▸ **STATED EXERCISE A**
Please retype lines from the records precisely, beginning at the line that has "of the neighboring" and stopping after the line that has "x=1268, y=421".

I do like that being the first thought
that that brick is just so arrogant.
Turning to Mitchell,
the judge says,
it is to say the least an unusual case
involving a protracted piece of bad driving
by someone who had been drinking
quite determined not to be stopped by the police
and no doubt in an act of drunken stupidity
thought they were being very clever
showing off to their friend
he was making himself clever
they're focusing on the bad driving
it's just so funny it's not that he's like escaping
from the cops on a roller
stolen vehicle not well
that and just the whole like
Yeah, he thought he was pretty smart, huh?
Turns out he wasn't.
Not so smart now.
What?
What?
And I think that the driving, the bad driving was only so protracted because of the 10
kilometer an hour limit.
Yeah.
He wouldn't even know how bad can it be.
Much faster in a regular car.
This must have been so funny to watch, though.
there's something really beautiful about the
the dance of like an unbelievably slow vehicle
like a just faster than walking speed vehicle
that you can't stop because it has so much mass
it's too massive yeah it will just simply flatten anything in front of it
you can't you couldn't just like jog next to it
just sort of grab at him and say hey knock it off
quit it flatten you this is one of the
this is one of the early crimes that they would have given
constable nicholas angel to sort out in hot fuzz
Yeah.
Towns people would have been laughing at him.
That's why it's on the books, right?
They got him on illegal operation of a roller or whatever, right?

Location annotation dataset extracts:
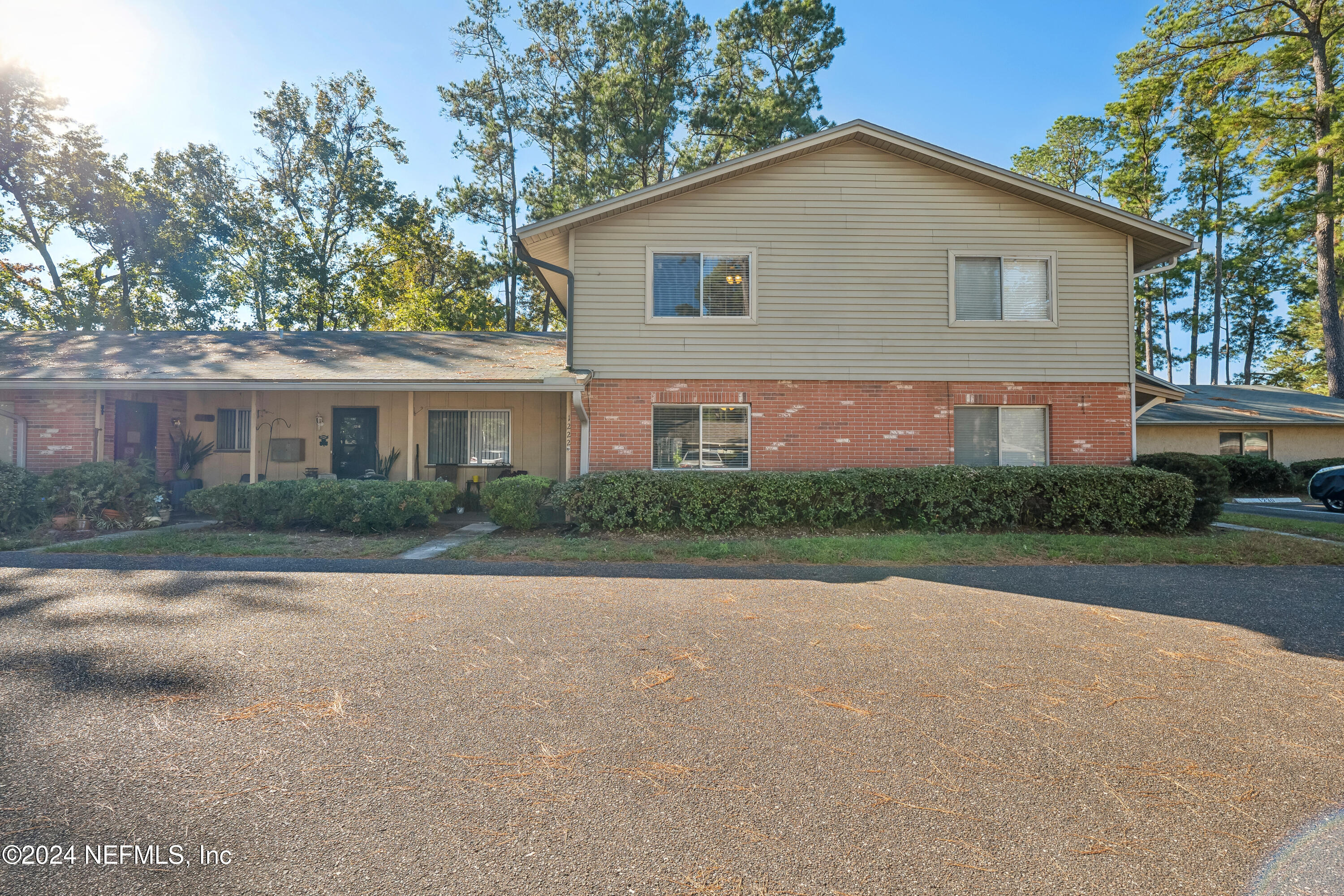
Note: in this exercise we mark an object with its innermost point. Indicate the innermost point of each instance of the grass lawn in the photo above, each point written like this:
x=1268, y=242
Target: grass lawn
x=1334, y=531
x=228, y=542
x=912, y=548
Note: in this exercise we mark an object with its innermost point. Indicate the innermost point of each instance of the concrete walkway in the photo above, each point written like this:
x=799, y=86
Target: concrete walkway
x=457, y=539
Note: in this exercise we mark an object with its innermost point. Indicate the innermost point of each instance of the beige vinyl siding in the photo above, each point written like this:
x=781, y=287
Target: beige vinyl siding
x=853, y=280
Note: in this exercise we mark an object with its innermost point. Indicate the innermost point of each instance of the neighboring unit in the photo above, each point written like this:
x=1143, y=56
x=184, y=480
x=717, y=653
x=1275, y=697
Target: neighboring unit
x=1268, y=421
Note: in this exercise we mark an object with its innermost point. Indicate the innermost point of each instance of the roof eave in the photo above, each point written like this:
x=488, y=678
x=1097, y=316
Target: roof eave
x=1154, y=241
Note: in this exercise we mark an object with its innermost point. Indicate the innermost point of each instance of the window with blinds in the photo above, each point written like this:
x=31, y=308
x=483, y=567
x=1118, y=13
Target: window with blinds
x=233, y=429
x=702, y=437
x=1000, y=436
x=1002, y=289
x=702, y=285
x=470, y=439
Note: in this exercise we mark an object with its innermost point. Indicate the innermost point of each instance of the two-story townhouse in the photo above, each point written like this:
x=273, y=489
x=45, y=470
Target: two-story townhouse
x=850, y=299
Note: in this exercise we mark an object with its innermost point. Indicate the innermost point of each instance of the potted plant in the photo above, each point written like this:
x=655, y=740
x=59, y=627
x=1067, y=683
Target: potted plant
x=191, y=450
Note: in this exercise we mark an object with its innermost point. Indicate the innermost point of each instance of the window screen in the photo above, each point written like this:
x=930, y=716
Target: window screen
x=676, y=285
x=676, y=436
x=976, y=436
x=470, y=437
x=1002, y=289
x=233, y=429
x=1022, y=437
x=1000, y=437
x=702, y=285
x=702, y=437
x=728, y=283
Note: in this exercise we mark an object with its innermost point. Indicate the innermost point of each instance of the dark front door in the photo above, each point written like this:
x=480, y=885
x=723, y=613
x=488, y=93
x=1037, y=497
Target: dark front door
x=355, y=447
x=136, y=431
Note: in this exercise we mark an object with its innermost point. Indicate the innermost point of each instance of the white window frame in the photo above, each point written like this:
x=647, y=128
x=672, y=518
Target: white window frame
x=250, y=432
x=1034, y=254
x=470, y=413
x=701, y=408
x=999, y=447
x=703, y=250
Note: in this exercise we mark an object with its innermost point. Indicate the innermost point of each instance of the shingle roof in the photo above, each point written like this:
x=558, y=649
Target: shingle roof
x=295, y=359
x=1248, y=406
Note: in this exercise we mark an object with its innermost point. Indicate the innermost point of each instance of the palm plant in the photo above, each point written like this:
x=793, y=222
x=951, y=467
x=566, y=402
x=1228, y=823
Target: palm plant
x=385, y=464
x=191, y=450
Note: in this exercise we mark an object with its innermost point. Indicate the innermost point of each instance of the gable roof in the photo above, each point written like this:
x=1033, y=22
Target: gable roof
x=1154, y=242
x=280, y=361
x=1246, y=408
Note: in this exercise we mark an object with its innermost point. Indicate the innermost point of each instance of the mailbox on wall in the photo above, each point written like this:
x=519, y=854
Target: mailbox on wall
x=287, y=450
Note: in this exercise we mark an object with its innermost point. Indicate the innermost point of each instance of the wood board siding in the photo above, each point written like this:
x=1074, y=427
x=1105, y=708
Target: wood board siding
x=853, y=280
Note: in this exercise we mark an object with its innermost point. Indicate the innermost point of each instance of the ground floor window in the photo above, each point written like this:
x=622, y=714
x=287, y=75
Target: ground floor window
x=1000, y=436
x=702, y=437
x=233, y=429
x=1254, y=443
x=470, y=437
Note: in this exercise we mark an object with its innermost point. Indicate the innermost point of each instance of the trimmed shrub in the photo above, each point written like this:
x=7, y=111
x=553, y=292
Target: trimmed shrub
x=347, y=505
x=1304, y=470
x=1250, y=474
x=517, y=501
x=937, y=499
x=1209, y=477
x=21, y=503
x=117, y=485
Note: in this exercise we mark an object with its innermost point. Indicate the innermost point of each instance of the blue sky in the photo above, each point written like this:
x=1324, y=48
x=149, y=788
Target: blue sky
x=979, y=77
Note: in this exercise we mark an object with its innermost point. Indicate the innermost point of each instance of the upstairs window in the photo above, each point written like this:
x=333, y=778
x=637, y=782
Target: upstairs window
x=472, y=439
x=701, y=285
x=233, y=429
x=1000, y=436
x=1002, y=288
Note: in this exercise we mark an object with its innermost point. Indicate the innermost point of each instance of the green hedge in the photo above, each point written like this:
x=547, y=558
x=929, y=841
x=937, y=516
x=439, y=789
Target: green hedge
x=939, y=499
x=347, y=505
x=21, y=503
x=1304, y=470
x=90, y=488
x=1250, y=474
x=1209, y=477
x=517, y=501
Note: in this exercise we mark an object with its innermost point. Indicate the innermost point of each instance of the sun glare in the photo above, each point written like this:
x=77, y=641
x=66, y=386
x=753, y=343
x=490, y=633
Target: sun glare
x=95, y=53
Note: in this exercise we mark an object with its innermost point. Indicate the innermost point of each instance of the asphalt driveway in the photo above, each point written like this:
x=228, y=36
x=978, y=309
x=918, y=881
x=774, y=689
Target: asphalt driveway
x=693, y=730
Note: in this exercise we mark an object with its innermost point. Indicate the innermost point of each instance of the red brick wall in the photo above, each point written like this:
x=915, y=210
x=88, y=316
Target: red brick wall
x=822, y=425
x=62, y=425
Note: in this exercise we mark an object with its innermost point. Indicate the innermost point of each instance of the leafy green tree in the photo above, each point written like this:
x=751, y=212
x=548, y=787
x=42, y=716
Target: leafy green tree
x=1288, y=52
x=322, y=167
x=1072, y=158
x=416, y=276
x=764, y=86
x=492, y=107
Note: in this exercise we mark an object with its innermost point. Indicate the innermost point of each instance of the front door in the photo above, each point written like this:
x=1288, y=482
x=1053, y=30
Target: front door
x=136, y=435
x=355, y=447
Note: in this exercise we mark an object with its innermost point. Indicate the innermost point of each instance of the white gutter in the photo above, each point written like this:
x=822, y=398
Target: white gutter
x=549, y=385
x=584, y=431
x=21, y=439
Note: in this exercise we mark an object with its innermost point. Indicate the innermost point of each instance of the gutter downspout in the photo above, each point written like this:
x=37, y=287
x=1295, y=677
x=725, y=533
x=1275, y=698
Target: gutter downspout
x=584, y=431
x=21, y=439
x=569, y=304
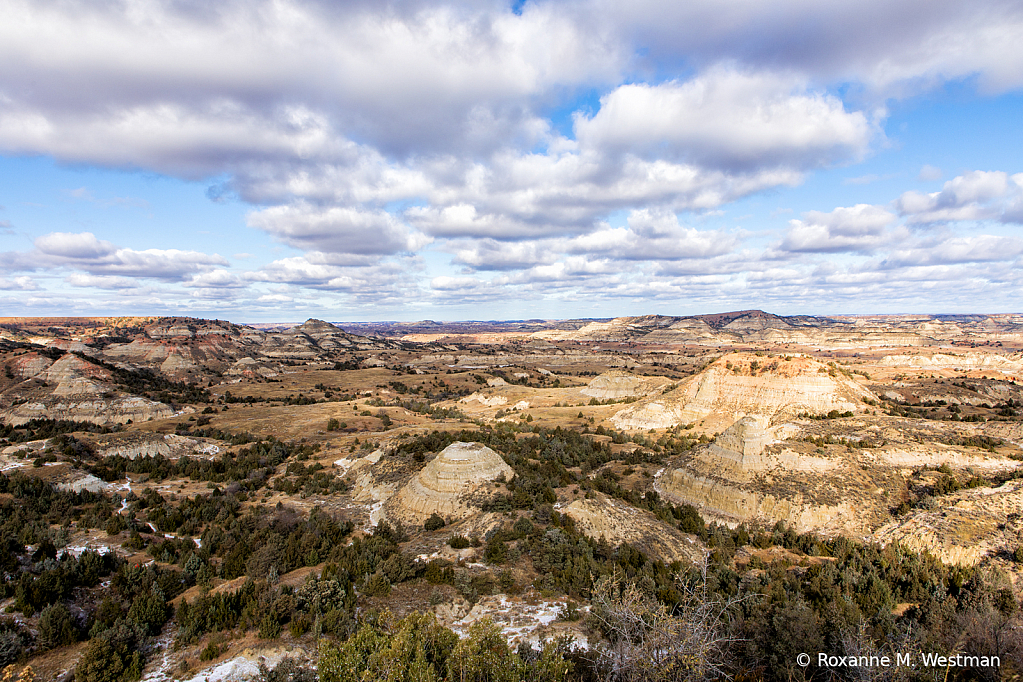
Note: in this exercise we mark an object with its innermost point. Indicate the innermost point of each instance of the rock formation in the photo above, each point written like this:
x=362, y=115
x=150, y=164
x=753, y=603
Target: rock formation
x=743, y=383
x=618, y=523
x=743, y=443
x=617, y=384
x=989, y=361
x=446, y=484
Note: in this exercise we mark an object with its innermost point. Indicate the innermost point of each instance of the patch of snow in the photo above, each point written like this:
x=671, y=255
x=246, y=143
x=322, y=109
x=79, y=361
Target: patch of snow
x=518, y=620
x=76, y=550
x=237, y=668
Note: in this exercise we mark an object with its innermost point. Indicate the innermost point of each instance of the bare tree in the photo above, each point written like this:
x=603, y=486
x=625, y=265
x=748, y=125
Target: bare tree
x=649, y=642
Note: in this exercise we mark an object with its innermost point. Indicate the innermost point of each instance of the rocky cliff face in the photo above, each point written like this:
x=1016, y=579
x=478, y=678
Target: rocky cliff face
x=617, y=384
x=446, y=484
x=967, y=361
x=743, y=383
x=77, y=390
x=618, y=523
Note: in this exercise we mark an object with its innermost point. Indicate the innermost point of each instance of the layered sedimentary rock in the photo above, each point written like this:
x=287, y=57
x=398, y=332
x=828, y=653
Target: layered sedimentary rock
x=744, y=383
x=446, y=484
x=617, y=384
x=977, y=361
x=743, y=443
x=77, y=390
x=618, y=523
x=719, y=499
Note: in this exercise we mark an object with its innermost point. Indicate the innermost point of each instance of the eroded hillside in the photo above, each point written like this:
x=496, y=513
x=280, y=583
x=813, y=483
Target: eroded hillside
x=283, y=483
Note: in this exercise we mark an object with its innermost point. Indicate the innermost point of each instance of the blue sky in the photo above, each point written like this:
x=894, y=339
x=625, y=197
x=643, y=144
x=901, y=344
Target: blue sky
x=271, y=161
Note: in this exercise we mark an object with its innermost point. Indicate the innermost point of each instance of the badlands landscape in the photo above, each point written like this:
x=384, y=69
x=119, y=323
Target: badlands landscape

▸ **STATED EXERCISE B**
Echo the transcript word for word, beginning at the words "Turns out he" and stopping after "a regular car.".

▸ **FULL SOLUTION A**
Note: in this exercise we mark an object with its innermost point. Indicate the innermost point of each instance of the neighboring unit in the photo above, each point written like this:
x=1143, y=56
x=184, y=480
x=717, y=653
x=1275, y=697
Target: neighboring unit
x=1268, y=421

▸ **FULL SOLUTION B**
Turns out he wasn't.
Not so smart now.
What?
What?
And I think that the driving, the bad driving was only so protracted because of the 10
kilometer an hour limit.
Yeah.
He wouldn't even know how bad can it be.
Much faster in a regular car.